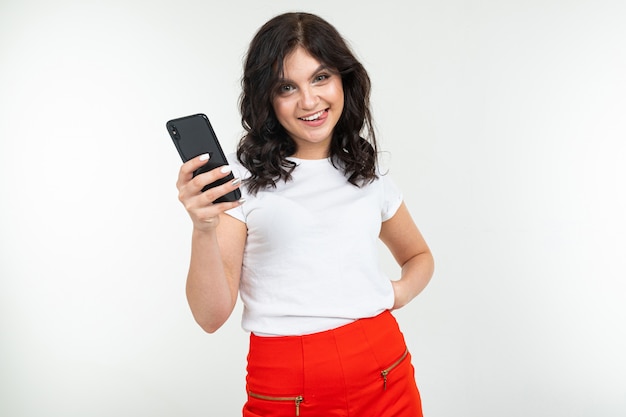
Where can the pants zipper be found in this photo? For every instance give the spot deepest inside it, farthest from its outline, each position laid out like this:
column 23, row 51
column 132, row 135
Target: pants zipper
column 297, row 400
column 385, row 372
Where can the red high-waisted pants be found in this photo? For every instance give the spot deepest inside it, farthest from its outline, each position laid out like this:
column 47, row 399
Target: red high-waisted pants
column 362, row 369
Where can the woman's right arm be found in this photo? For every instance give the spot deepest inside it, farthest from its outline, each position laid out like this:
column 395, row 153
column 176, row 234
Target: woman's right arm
column 217, row 246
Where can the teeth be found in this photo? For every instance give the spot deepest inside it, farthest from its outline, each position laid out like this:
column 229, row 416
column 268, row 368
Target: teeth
column 313, row 117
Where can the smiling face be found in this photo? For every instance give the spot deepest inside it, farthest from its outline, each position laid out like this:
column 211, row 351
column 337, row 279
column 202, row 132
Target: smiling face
column 308, row 104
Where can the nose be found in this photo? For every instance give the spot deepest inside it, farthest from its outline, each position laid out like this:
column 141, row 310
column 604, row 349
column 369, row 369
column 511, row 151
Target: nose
column 308, row 98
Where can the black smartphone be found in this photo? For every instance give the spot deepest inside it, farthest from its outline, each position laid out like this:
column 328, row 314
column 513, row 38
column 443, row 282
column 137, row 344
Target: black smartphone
column 193, row 135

TASK DESCRIPTION:
Set down everything in the listing from the line containing "Where can the teeth" down to the line containing "column 313, row 117", both of those lines included, with each line reproduced word for word.

FULL ANSWER:
Where can the teeth be found in this photo? For every instance give the spot deepest inside it, farthest from its outline, each position laid out like this:
column 229, row 416
column 268, row 368
Target: teeth
column 313, row 117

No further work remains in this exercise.